Natural language region descriptions:

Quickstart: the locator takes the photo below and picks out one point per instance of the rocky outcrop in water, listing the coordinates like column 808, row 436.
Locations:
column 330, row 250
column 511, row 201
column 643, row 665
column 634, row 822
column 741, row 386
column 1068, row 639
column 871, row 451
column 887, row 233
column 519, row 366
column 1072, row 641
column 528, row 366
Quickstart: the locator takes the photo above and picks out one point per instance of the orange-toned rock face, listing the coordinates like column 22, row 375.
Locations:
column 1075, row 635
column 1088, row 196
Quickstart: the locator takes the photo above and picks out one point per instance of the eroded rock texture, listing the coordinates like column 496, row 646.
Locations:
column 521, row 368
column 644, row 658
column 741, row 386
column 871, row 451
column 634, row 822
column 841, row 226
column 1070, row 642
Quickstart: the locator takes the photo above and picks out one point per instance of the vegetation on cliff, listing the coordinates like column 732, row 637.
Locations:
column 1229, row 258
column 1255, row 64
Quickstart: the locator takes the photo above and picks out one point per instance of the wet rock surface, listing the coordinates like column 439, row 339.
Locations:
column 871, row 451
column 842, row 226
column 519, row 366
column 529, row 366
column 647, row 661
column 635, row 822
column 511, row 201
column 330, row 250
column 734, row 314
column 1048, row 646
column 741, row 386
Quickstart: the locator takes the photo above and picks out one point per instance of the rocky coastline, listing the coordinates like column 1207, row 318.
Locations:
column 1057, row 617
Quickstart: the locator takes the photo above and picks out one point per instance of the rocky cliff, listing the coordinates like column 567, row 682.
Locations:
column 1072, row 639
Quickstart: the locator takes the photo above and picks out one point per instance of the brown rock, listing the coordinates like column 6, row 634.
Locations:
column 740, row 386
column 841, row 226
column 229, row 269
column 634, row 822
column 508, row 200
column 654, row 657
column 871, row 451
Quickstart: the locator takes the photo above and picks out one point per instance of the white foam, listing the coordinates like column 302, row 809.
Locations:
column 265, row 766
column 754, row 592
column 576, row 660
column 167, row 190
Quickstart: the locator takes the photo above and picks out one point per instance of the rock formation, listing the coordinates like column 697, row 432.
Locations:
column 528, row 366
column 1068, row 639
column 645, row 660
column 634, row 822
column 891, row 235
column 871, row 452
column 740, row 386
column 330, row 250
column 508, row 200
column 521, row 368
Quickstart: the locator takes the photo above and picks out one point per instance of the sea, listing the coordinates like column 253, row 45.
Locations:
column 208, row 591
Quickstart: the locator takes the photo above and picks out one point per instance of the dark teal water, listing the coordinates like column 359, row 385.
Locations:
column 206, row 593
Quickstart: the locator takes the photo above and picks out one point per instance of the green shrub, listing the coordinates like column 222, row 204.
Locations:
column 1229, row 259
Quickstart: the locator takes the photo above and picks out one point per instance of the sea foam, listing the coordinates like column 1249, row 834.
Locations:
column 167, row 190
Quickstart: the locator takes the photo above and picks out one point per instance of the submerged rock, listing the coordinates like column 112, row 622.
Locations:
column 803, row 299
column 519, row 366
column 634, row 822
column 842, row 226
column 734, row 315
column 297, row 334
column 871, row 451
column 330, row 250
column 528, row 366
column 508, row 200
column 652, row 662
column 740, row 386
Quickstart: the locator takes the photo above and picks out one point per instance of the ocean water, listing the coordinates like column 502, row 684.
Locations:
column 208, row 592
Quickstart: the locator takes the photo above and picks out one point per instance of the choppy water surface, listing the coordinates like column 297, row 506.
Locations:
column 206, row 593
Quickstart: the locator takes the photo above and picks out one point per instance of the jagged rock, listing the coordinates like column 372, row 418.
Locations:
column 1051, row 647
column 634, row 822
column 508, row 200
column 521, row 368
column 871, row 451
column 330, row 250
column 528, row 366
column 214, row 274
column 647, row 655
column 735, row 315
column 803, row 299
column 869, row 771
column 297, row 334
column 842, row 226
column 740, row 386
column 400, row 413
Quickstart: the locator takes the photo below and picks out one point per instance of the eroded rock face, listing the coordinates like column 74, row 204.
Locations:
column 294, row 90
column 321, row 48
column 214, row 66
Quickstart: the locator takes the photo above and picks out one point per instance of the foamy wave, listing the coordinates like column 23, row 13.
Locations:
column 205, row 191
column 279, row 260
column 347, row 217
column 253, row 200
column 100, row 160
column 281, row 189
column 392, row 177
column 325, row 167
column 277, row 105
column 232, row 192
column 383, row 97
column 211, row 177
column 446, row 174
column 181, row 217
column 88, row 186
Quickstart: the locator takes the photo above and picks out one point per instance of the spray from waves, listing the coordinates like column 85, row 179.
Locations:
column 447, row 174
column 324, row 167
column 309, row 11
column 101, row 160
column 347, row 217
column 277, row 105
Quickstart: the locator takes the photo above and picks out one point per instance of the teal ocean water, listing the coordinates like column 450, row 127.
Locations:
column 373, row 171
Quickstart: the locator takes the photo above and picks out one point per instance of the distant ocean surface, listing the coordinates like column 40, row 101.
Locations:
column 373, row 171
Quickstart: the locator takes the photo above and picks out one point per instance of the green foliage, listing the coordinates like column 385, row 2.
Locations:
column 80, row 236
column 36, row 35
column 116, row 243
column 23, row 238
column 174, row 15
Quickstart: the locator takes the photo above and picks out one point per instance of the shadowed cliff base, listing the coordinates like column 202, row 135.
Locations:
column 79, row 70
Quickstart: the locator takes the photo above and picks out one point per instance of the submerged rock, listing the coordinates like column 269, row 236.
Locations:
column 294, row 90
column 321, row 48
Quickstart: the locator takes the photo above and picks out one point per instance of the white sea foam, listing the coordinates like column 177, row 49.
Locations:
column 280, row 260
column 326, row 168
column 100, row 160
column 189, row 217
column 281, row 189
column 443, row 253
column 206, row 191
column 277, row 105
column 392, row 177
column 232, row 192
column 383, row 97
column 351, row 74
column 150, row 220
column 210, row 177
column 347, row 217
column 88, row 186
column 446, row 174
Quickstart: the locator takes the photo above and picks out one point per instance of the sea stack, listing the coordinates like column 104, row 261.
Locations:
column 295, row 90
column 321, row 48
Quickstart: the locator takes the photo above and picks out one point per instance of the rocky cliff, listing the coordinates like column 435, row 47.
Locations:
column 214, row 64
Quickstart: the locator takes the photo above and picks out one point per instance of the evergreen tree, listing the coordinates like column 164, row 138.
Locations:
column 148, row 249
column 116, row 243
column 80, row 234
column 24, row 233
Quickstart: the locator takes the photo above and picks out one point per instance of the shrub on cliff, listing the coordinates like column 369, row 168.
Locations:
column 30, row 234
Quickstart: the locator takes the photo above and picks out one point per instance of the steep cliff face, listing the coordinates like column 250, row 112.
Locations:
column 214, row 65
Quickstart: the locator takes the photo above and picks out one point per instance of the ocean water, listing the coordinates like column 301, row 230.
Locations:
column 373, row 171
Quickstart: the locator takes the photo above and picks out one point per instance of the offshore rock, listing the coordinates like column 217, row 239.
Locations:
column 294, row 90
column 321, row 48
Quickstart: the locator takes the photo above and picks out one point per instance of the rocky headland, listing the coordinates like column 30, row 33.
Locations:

Exercise prompt:
The answer must be an exact reproduction of all the records.

Answer box:
Quickstart: the locator takes the photo below and picks out one point per instance of the rocky outcrop in water, listing the coordinates like column 808, row 436.
Locations:
column 330, row 250
column 511, row 201
column 643, row 665
column 634, row 822
column 741, row 386
column 1068, row 639
column 871, row 451
column 887, row 233
column 519, row 366
column 1072, row 641
column 528, row 366
Quickstart: the locator takes the photo above and picks out one point per instance of the orange-toned rock face, listing the coordinates like column 22, row 375.
Locations:
column 1075, row 635
column 1088, row 196
Quickstart: the locator takes the photo above and picks out one point per instance of the eroded rock texture, listing the coordinates like column 496, row 646.
Locations:
column 521, row 368
column 644, row 658
column 741, row 386
column 871, row 451
column 634, row 822
column 841, row 226
column 1070, row 642
Quickstart: the locator takes the photo above and picks out one point per instance of the vegetation on cliff, listing the coordinates like column 732, row 637.
Locations:
column 1229, row 258
column 1255, row 64
Quickstart: the locator takes the photo above and picks out one point per instance of the wet rock surface, listing the coordinates like column 439, row 339.
Locations:
column 871, row 451
column 842, row 226
column 519, row 366
column 529, row 366
column 647, row 661
column 635, row 822
column 511, row 201
column 330, row 250
column 734, row 314
column 1048, row 646
column 741, row 386
Quickstart: the locator takes the photo above and picks out one point per instance of the rocky coastline, listing the coordinates like column 1207, row 318.
Locations:
column 1057, row 617
Quickstart: the locator takes the photo above and picks out one point per instance of the rocky cliff, listing the coordinates like column 567, row 682.
Locations:
column 1072, row 639
Quickstart: the locator takes the photo above and picks out one point per instance of the brown rock, listing the coordinates like column 6, row 634.
Locations:
column 740, row 386
column 841, row 226
column 229, row 269
column 634, row 822
column 508, row 200
column 654, row 657
column 871, row 451
Quickstart: the locator takes the photo above and picks out one point per instance of the white foam, listing the coordinates like column 302, row 809.
Locations:
column 265, row 766
column 754, row 592
column 576, row 660
column 167, row 190
Quickstart: the locator takes the photo above and picks out one point per instance of the rock formation, listing the coordinates like column 697, row 432.
Locations:
column 528, row 366
column 1068, row 639
column 645, row 660
column 634, row 822
column 891, row 235
column 871, row 452
column 740, row 386
column 330, row 250
column 508, row 200
column 521, row 368
Quickstart: the locator takes the photo above and picks out one point per instance of the sea, listing the coordinates like column 253, row 45.
Locations:
column 208, row 591
Quickstart: the locator takes the photo above and picks out one point per instance of the dark teal water, listing the coordinates like column 359, row 385.
Locations:
column 206, row 593
Quickstart: the locator takes the photo above and picks out one point per instance of the green shrub, listing the coordinates like column 222, row 204.
Locations:
column 1229, row 259
Quickstart: the locator takes the photo above and picks out one point per instance of the sea foam, listing the coordinates like column 1249, row 834.
Locations:
column 167, row 190
Quickstart: the locator takes the photo above and picks out one point per instance of the submerged rock, listing the coordinates like column 112, row 622.
Locations:
column 803, row 299
column 519, row 366
column 634, row 822
column 842, row 226
column 734, row 315
column 297, row 334
column 871, row 451
column 330, row 250
column 528, row 366
column 508, row 200
column 652, row 662
column 740, row 386
Quickstart: the locator takes the photo above and picks out one point per instance of the ocean water, listing the coordinates like column 502, row 684.
Locations:
column 208, row 592
Quickstart: the locator takes the photo above and picks out one point per instance of the choppy water surface, listing the coordinates like column 297, row 506.
Locations:
column 206, row 593
Quickstart: the locator takes the photo above and picks out one point per instance of the jagged rock, listing the coordinates like column 372, row 418.
Locations:
column 1051, row 647
column 634, row 822
column 508, row 200
column 521, row 368
column 871, row 451
column 330, row 250
column 528, row 366
column 214, row 274
column 647, row 655
column 735, row 315
column 803, row 299
column 869, row 771
column 297, row 334
column 842, row 226
column 740, row 386
column 400, row 413
Quickstart: the locator takes the photo below and picks out one point per instance of the eroded rock face, listing the coordinates like column 74, row 204.
Locations:
column 294, row 90
column 321, row 48
column 214, row 66
Quickstart: the locator takes the photo above and picks out one point per instance of the foamy wave, listing the coordinates like column 23, row 13.
Locations:
column 205, row 191
column 279, row 260
column 347, row 217
column 253, row 200
column 100, row 160
column 281, row 189
column 392, row 177
column 325, row 167
column 277, row 105
column 232, row 192
column 383, row 97
column 211, row 177
column 446, row 174
column 181, row 217
column 88, row 186
Quickstart: the locator takes the photo above and picks out one point per instance of the spray from waves, listing the coordinates like column 85, row 179.
Locations:
column 447, row 174
column 324, row 167
column 309, row 11
column 101, row 160
column 347, row 217
column 277, row 105
Quickstart: the locator takes the photo above and picks out one point per instance of the teal ocean water, listing the coordinates like column 450, row 127.
Locations:
column 373, row 171
Quickstart: the locator takes the photo above and picks out one point per instance of the distant ocean surface, listing the coordinates like column 40, row 101.
Locations:
column 373, row 171
Quickstart: the locator takes the photo above and picks out one point per instance of the green foliage, listing the coordinates like column 385, row 2.
Locations:
column 80, row 236
column 36, row 35
column 116, row 243
column 23, row 238
column 174, row 15
Quickstart: the locator takes the photo above and picks out one point per instance of the shadowed cliff base, listing the coordinates like column 202, row 135.
Locations:
column 79, row 70
Quickstart: the locator takes the photo above and picks out one point per instance of the submerged rock, listing the coordinates like column 269, row 236.
Locations:
column 294, row 90
column 321, row 48
Quickstart: the locator takes the photo above and picks out one point per instance of the white sea foam, listing the coordinates like column 177, row 49.
Locations:
column 280, row 260
column 326, row 168
column 100, row 160
column 189, row 217
column 281, row 189
column 443, row 253
column 206, row 191
column 277, row 105
column 392, row 177
column 232, row 192
column 383, row 97
column 351, row 74
column 150, row 220
column 210, row 177
column 347, row 217
column 88, row 186
column 446, row 174
Quickstart: the locator takes the photo above and picks out one point per instance of the sea stack, listing the coordinates like column 104, row 261.
Locations:
column 295, row 90
column 321, row 48
Quickstart: the locator takes the photo above and picks out one point per instance of the rocky cliff, listing the coordinates like column 435, row 47.
Locations:
column 214, row 64
Quickstart: the locator takes the photo above and picks out one point per instance of the evergreen tree, listing the coordinates like column 164, row 138.
Locations:
column 148, row 249
column 116, row 243
column 80, row 234
column 24, row 233
Quickstart: the locator takes the photo above and picks out one point per instance of the shrub on cliff, listing the coordinates like column 369, row 168.
Locations:
column 30, row 234
Quickstart: the locator takes the photo above and picks out one point per instance of the steep cliff face, listing the coordinates like column 250, row 112.
Locations:
column 214, row 65
Quickstart: the locator takes the photo above and picks out one point per instance of the ocean water, listing the coordinates like column 301, row 230.
Locations:
column 373, row 171
Quickstart: the locator takes the photo above and picks out one point per instance of the offshore rock, listing the coordinates like column 217, row 239.
Locations:
column 294, row 90
column 321, row 48
Quickstart: the locator takes the photo above and picks out one point per instance of the rocky headland, listing the coordinates like column 30, row 33.
Locations:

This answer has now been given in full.